* How to complete this task: Copy each line of the data beneath in which the word "before" appears.

* Data extracts:
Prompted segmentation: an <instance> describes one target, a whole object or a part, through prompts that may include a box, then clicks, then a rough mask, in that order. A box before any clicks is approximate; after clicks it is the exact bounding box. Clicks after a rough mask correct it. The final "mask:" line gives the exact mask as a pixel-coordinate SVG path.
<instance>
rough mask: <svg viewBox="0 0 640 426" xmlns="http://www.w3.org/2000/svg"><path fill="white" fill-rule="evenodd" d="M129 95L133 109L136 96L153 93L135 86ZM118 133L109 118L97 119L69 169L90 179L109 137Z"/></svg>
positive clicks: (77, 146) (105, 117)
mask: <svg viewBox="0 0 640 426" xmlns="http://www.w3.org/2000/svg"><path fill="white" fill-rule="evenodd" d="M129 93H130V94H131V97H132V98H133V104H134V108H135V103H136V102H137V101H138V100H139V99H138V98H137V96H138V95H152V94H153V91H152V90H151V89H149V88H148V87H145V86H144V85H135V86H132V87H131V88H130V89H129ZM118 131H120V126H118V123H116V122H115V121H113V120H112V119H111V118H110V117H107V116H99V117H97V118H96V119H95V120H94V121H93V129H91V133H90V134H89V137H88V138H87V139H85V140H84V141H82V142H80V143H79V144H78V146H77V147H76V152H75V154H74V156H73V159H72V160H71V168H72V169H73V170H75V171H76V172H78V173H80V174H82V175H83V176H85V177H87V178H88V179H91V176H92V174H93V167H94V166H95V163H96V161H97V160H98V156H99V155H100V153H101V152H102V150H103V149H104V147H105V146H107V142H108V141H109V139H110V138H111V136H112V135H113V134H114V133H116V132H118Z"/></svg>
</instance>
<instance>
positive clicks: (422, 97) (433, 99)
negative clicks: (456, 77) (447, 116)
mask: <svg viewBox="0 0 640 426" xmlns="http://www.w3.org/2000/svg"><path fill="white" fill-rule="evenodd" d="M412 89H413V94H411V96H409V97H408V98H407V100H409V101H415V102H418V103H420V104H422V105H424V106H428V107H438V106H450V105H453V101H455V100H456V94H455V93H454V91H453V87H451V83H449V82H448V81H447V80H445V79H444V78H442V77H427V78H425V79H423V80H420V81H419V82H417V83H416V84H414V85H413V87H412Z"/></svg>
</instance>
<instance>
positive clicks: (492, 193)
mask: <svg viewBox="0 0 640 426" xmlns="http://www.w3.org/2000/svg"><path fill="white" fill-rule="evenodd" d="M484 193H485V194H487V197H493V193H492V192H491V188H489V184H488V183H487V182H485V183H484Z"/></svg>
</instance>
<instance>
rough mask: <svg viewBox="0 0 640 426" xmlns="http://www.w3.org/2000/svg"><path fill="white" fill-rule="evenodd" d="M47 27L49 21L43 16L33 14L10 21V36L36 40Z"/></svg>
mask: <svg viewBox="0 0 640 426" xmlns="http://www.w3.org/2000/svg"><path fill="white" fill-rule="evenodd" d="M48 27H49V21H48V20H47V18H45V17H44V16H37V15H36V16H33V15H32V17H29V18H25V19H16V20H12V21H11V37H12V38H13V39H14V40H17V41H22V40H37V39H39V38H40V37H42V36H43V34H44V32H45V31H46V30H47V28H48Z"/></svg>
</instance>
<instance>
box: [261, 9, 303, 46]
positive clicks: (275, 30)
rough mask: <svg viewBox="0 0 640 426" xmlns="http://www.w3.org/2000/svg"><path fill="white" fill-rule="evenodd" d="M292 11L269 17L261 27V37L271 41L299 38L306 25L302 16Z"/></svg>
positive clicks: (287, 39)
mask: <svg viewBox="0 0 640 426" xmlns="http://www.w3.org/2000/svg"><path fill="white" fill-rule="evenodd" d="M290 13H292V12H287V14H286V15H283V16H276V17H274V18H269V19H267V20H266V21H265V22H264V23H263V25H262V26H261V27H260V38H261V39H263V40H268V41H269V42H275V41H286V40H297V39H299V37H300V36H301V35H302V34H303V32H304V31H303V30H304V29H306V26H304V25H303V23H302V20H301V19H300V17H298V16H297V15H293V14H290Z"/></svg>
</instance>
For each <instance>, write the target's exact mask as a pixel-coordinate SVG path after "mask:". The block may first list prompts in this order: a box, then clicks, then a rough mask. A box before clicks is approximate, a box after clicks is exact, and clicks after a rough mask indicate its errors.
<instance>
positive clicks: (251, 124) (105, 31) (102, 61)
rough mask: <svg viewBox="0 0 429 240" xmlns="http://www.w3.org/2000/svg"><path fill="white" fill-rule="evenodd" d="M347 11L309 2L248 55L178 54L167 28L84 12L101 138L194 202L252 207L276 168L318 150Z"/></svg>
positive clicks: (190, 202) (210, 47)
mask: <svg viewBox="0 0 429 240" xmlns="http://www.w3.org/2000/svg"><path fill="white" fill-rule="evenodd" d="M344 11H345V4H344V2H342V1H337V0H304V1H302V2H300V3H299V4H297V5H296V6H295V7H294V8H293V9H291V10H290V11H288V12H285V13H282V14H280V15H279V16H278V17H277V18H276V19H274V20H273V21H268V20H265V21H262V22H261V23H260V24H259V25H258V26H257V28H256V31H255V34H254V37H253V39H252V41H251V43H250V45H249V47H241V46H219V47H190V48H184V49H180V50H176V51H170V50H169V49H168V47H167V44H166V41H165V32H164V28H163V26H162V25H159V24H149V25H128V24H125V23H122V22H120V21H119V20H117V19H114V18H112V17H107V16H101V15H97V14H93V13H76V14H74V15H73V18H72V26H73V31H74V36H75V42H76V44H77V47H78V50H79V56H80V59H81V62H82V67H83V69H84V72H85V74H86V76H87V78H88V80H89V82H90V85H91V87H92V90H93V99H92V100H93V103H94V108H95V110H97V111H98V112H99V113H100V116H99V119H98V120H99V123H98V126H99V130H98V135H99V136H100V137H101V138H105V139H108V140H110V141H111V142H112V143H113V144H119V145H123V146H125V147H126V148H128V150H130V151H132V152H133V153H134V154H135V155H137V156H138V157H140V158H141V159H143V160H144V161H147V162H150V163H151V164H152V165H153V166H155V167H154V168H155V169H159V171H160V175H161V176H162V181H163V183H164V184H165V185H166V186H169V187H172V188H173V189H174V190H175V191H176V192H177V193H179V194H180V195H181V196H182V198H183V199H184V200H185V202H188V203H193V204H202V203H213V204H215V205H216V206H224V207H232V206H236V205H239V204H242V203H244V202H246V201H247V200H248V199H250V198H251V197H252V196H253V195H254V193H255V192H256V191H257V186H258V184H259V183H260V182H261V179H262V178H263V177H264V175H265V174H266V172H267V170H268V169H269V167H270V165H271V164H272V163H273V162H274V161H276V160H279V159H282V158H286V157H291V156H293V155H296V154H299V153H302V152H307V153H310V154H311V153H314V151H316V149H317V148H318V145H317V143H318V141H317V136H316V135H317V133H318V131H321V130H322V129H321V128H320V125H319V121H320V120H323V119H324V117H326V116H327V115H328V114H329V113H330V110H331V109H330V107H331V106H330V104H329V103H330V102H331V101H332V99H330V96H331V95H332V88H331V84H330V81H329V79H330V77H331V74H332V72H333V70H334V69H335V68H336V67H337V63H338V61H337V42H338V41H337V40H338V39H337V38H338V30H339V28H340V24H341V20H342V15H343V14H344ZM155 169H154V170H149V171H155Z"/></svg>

* Answer to this exercise:
Prompted segmentation: an <instance> describes one target, a whole object or a part, through prompts that may include a box, then clicks, then a rough mask, in that order. A box before any clicks is approximate; after clicks it is the exact bounding box. Clicks after a rough mask correct it. The final "mask:" line gives the exact mask as a pixel-coordinate SVG path.
For each <instance>, write the target's exact mask as a pixel-coordinate SVG path after "mask:". The block may first list prompts in this order: a box, then clicks, then a rough mask. A box before clicks is approximate, a box after clicks is exact, and clicks after a rough mask indicate its errors.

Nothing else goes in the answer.